:: TRECHO FORNECIDO

O 1º de Maio não será motivo de comemoração para 62 pessoas demitidas pelo Flamengo, às vésperas do feriado do Dia do Trabalhador. Após 46 dias de paralisação do futebol, por conta da pandemia do novo coronavírus, o clube mais popular do país viu-se obrigado a reduzir custos, cortando cerca de 10% dos funcionários.
"A gente fica triste, sentido, mas não temos muito o que fazer", lamentou José Pinheiro, presidente do Sindicato dos Empregados em Clubes, Federações e Confederações Esportivas (Sindeclubes). Segurança do Flamengo há 45 anos, Pinheiro pontua que, diferente de outros períodos, os trabalhadores vão receber todas as verbas rescisórias e que o clube, como empregador, também está dentro do direito de reduzir a folha de pessoal. "Poderíamos protestar, mas neste momento não teria jeito. Vivemos uma fase triste", diz.
O Flamengo também vai reduzir em 25% o salário dos funcionários que ganham mais do que R$ 4 mil. O caminho é o mesmo que outros 80% dos clubes da Séria A do Brasil estão adotando. Entretanto, a maioria vem buscando poupar os que ganham menos. O Palmeiras, por exemplo, optou reduzir este mesmo percentual dos rendimentos de atletas e comissão técnica. "Esta crise implica em questões éticas delicadas nas relações entre clubes e profissionais. Mas configura um certo absurdo e provoca protestos na sociedade e nas redes sociais, o Fla não mexer, aparentemente, nos astronômicos vencimentos dos jogadores e atingir os funcionários mais pobres", analisa o comentarista esportivo, Márcio Guedes, criticando a medida da diretoria rubro-negra. "Qualquer planejador de meia-tigela, encontraria uma solução melhor. É injusto e não faz sentido um clube de massa, com milhões de torcedores de baixa renda, voltar-se contra os mais humildes", ressalta o jornalista, setorista do mais querido nos tempos de Zico.

::::
:: CONTEÚDO DOS DADOS

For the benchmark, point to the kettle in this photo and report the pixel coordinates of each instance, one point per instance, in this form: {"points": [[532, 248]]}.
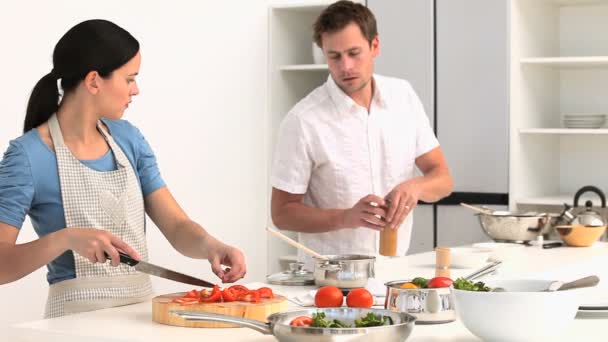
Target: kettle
{"points": [[588, 217]]}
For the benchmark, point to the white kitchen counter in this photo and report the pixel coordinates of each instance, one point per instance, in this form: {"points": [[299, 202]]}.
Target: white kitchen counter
{"points": [[134, 323]]}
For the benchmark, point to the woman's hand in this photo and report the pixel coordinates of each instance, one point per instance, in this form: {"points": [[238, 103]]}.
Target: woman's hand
{"points": [[93, 243], [221, 254]]}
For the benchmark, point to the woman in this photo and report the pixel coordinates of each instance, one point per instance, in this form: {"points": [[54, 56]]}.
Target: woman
{"points": [[87, 179]]}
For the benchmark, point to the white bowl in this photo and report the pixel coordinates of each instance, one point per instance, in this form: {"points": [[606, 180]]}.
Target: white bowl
{"points": [[522, 313], [468, 257]]}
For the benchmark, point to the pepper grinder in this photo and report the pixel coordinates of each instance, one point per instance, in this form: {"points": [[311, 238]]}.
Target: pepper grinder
{"points": [[442, 262]]}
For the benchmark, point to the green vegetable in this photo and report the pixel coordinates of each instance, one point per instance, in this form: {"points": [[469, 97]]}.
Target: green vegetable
{"points": [[421, 282], [463, 284], [319, 321], [370, 320]]}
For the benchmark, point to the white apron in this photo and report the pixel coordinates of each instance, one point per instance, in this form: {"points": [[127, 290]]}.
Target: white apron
{"points": [[110, 200]]}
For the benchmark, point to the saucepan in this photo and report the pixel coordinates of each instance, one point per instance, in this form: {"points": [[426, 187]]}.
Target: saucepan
{"points": [[344, 271], [279, 325], [504, 226]]}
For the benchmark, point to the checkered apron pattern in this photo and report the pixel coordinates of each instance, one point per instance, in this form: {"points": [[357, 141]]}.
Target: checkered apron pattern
{"points": [[109, 200]]}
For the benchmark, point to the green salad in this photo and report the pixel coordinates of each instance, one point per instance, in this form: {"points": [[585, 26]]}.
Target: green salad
{"points": [[370, 320], [467, 285]]}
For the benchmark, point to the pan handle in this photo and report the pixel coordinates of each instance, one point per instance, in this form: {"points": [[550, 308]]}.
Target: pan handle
{"points": [[262, 327]]}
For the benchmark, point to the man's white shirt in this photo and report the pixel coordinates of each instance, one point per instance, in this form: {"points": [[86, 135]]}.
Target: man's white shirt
{"points": [[334, 152]]}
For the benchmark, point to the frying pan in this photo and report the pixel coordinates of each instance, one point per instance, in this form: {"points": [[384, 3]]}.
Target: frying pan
{"points": [[278, 325]]}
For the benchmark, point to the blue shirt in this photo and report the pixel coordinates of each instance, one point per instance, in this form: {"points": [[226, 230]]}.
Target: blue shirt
{"points": [[29, 183]]}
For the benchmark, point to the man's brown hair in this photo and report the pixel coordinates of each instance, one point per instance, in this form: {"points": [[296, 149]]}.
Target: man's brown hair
{"points": [[340, 14]]}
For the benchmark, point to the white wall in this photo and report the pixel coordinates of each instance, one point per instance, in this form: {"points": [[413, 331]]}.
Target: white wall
{"points": [[202, 107]]}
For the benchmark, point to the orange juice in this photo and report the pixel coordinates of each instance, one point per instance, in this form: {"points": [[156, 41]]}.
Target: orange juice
{"points": [[388, 241]]}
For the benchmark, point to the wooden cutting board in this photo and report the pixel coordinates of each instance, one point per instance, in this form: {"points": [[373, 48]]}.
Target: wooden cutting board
{"points": [[161, 305]]}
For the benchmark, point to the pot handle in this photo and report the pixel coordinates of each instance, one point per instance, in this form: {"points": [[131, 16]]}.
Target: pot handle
{"points": [[590, 188], [262, 327], [326, 266]]}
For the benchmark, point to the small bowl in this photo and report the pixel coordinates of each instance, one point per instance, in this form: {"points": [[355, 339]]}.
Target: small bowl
{"points": [[318, 56], [522, 313], [429, 306], [580, 236], [501, 250], [468, 257]]}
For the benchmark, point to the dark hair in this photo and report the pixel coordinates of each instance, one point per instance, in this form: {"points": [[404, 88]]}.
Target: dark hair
{"points": [[93, 45], [340, 14]]}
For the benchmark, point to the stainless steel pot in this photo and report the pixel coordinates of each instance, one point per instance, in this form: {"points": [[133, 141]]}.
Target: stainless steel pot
{"points": [[344, 271], [278, 325], [429, 306], [516, 228]]}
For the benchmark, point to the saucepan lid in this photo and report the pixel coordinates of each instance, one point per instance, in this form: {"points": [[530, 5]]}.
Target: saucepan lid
{"points": [[296, 275]]}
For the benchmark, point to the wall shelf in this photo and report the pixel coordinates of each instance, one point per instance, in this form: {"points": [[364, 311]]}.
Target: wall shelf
{"points": [[304, 67], [565, 131], [567, 62], [577, 2], [557, 200]]}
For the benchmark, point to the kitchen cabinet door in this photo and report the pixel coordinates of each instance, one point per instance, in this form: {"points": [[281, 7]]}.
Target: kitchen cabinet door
{"points": [[472, 92], [422, 230], [405, 29], [457, 226]]}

::::

◆ TAREFA A REALIZAR
Com base no trecho sobre as demissões no Flamengo, explique por que o comentarista Márcio Guedes critica a medida da diretoria rubro-negra. Responda em uma a três frases.

◆ RESPOSTA REDIGIDA
Márcio Guedes considera absurdo que o Flamengo, aparentemente, não mexa nos vencimentos astronômicos dos jogadores e atinja os funcionários mais pobres. Para ele, é injusto e não faz sentido um clube de massa, com milhões de torcedores de baixa renda, voltar-se contra os mais humildes.